::: Task material :::
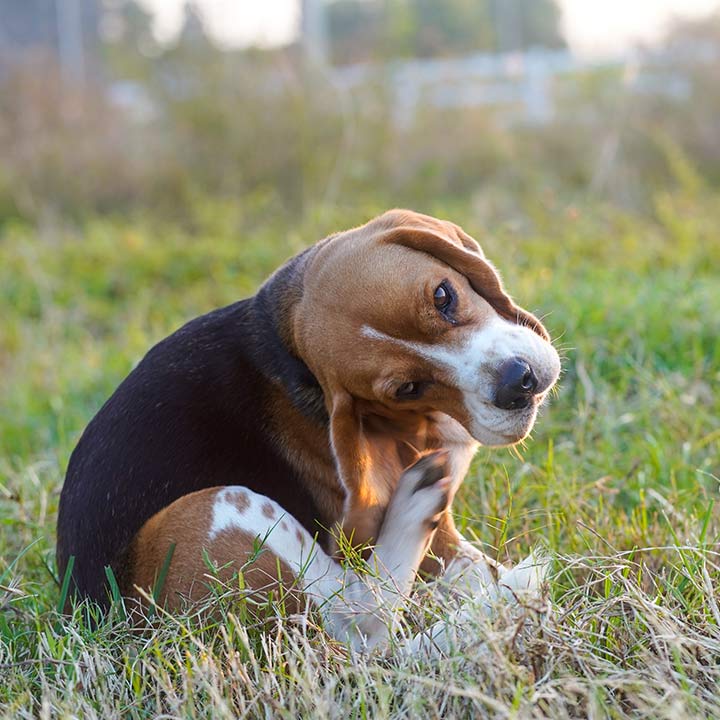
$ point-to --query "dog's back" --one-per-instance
(192, 414)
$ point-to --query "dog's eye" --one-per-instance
(408, 390)
(443, 297)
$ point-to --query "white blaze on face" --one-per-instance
(473, 364)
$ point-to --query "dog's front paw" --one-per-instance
(423, 492)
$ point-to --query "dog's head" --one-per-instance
(405, 316)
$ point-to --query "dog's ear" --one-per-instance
(462, 253)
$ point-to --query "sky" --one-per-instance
(594, 28)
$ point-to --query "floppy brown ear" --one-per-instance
(469, 260)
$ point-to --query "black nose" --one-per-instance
(517, 385)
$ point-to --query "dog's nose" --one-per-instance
(517, 385)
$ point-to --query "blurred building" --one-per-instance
(67, 29)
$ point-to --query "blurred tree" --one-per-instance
(128, 41)
(381, 29)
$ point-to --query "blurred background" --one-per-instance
(112, 106)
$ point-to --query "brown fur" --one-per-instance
(374, 270)
(185, 524)
(365, 276)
:::
- **What you have to do**: List every line of the records that contains the word "brown", matching its case exactly.

- **Exercise answer**:
$ point-to --query "floppy brown ear" --one-per-instance
$ point-to --query "brown fur" --one-per-instance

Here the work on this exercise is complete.